Work instruction = The following entries are to be retyped in full, exactly as written.

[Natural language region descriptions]
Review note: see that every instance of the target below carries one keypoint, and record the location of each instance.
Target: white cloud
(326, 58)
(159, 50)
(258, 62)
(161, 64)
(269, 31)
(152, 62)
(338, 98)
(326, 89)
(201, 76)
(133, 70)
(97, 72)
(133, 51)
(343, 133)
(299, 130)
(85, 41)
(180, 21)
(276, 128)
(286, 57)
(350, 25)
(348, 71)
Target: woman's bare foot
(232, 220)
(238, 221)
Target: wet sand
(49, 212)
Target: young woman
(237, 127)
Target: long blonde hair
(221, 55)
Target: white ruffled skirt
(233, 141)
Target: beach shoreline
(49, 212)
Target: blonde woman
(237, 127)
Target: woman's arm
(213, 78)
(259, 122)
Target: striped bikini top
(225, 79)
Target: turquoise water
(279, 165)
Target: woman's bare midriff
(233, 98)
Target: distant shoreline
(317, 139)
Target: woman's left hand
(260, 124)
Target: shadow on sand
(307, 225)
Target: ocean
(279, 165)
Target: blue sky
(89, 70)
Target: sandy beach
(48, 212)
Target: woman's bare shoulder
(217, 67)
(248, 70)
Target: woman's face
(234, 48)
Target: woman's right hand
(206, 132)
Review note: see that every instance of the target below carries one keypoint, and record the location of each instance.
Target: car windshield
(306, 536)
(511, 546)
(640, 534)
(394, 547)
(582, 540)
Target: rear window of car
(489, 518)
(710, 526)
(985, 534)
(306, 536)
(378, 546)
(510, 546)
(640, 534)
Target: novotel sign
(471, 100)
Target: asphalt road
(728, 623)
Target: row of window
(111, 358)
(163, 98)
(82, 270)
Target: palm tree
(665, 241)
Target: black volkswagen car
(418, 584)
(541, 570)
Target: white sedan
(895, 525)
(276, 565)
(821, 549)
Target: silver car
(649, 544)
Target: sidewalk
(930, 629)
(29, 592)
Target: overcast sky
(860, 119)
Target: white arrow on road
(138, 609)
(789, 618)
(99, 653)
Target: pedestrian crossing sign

Answer below =
Review note: see that every instance of the target below carries one keypoint, and record the location of each instance.
Target: white cloud
(326, 58)
(159, 50)
(258, 62)
(161, 64)
(269, 31)
(152, 62)
(338, 98)
(326, 89)
(201, 76)
(133, 70)
(97, 72)
(133, 51)
(343, 133)
(299, 130)
(85, 41)
(180, 21)
(276, 128)
(286, 57)
(350, 25)
(348, 71)
Target: woman's bare foot
(232, 220)
(238, 221)
Target: wet sand
(49, 212)
Target: young woman
(237, 127)
Target: long blonde hair
(221, 55)
Target: white ruffled skirt
(233, 141)
Target: beach shoreline
(49, 212)
Target: blonde woman
(237, 127)
Target: woman's arm
(213, 78)
(259, 122)
Target: striped bikini top
(225, 79)
Target: turquoise water
(279, 165)
Target: woman's bare midriff
(233, 98)
Target: distant shoreline
(317, 139)
Target: woman's left hand
(260, 124)
Target: shadow on sand
(307, 225)
Target: ocean
(279, 165)
Target: blue sky
(89, 70)
Target: sandy beach
(48, 212)
Target: woman's bare shoulder
(217, 67)
(248, 70)
Target: woman's face
(234, 48)
Target: woman's right hand
(206, 132)
Review note: see that every instance of the target below carries one keypoint, and record the location of each instance.
Target: car windshield
(306, 536)
(511, 546)
(640, 534)
(394, 547)
(582, 540)
Target: rear window of car
(489, 518)
(710, 526)
(985, 534)
(306, 536)
(378, 546)
(510, 546)
(640, 534)
Target: novotel sign
(471, 100)
Target: asphalt road
(728, 623)
Target: row of window
(111, 358)
(163, 98)
(82, 270)
Target: palm tree
(665, 241)
Target: black volkswagen car
(418, 584)
(541, 570)
Target: white sedan
(895, 525)
(276, 565)
(821, 549)
Target: silver car
(649, 544)
Target: sidewalk
(930, 629)
(29, 592)
Target: overcast sky
(860, 119)
Target: white arrow on road
(138, 609)
(789, 618)
(99, 653)
Target: pedestrian crossing sign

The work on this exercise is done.